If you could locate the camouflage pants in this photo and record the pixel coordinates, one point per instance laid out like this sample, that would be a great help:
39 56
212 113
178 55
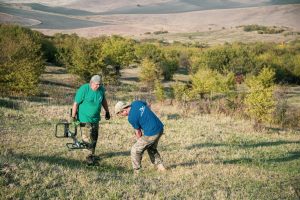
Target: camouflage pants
90 133
148 143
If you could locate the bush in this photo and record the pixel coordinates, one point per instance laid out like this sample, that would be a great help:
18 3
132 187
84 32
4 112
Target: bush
150 72
207 81
259 101
159 91
181 92
21 62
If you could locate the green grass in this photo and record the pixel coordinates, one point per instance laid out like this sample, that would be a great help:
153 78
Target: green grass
207 156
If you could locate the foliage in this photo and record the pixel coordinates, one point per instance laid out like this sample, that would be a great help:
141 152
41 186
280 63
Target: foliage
21 61
150 72
207 81
181 92
159 91
260 101
169 64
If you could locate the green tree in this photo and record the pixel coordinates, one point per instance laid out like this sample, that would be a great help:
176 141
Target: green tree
21 62
259 101
207 81
150 72
159 91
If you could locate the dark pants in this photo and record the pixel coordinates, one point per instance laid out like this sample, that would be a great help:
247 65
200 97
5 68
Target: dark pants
90 133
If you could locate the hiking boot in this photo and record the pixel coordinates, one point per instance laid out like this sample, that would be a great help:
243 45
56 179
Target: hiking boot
90 160
161 168
136 172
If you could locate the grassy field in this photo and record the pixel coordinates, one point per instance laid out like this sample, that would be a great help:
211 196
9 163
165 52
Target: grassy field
207 156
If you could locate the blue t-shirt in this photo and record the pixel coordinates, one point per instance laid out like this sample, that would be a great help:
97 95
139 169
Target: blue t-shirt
141 117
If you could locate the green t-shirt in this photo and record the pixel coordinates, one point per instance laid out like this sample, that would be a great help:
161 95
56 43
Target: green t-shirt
89 103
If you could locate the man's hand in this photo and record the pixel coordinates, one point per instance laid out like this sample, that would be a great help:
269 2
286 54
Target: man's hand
75 122
138 133
107 115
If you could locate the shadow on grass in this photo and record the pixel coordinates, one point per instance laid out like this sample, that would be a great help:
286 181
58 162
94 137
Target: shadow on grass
56 84
69 163
9 104
184 164
113 154
204 145
295 155
245 145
++++++++++++++++++++
**Instruction**
Please rewrite all the entries above, swapping "pixel coordinates" for "image coordinates" wherever it occurs and keeping everything else the same. Leave the pictures out.

**Exercise solution**
If you could locate the camouflage pants in this photo and record the image coordinates, one point per instance laid out like this sample, that would be a great help:
39 56
212 113
178 55
Target: camouflage pants
90 133
148 143
If you could locate the bush in this photo and record the image coordinates, one point per instance laid out like this sample, that would be a great help:
18 3
132 187
84 32
4 112
Target: bush
150 72
207 81
259 101
159 91
181 92
21 62
If you could locate the green grass in this photo and record the image coordinates, one point per instance laid out like this sample, that would be a great help:
153 78
Target: green grass
207 156
If you could locate the foliage in this photo and record the image coordinates, one point per instance laid out like this sample, that would be a great help:
141 152
41 186
280 63
Target: foliage
21 61
150 72
207 81
181 92
159 91
260 101
169 64
If you could locate the green tree in this photo and record the image coordinates, one point per instance laid out like this sample, that would be a great help:
176 141
Target: green tree
21 62
259 101
207 81
150 72
159 91
If you could locate the dark pants in this photo and record the image coordinates, one point per instance laid out like this sample, that would be a great help:
247 65
200 97
5 68
Target: dark pants
90 133
If you could locate the hiking boot in this photo and record the image coordinates, one point per instance laid out like this sample, that would be a great help:
243 45
56 179
Target: hiking boot
90 160
161 168
136 172
If you could locate the grassy field in this photo and record the image coordinates, one point per instance laid out like this sample, that would be a great help:
211 196
9 163
165 52
Target: grassy field
207 156
If you could locate the blue t-shirt in this photo and record the image coordinates, one point per instance laid out like this sample, that would be a great help:
97 95
139 169
Target: blue t-shirt
141 117
If you could locate the green t-shirt in this photo and record the image coordinates, one point per instance laid out like this sample, that would be a great help:
161 95
56 43
Target: green t-shirt
89 103
If you could locate the man's hand in this photo and record the image coordinates, one point per instance laid out like this sample, that would be a great help:
269 2
286 54
Target: man's hand
75 122
138 133
107 115
If you could locate the shadow on grass in this photo and record the image coordinates, one point per instance laid out like this sample, that would be a great help:
286 181
58 162
94 137
Target: shadow on grass
56 84
69 163
9 104
184 164
113 154
204 145
295 155
245 145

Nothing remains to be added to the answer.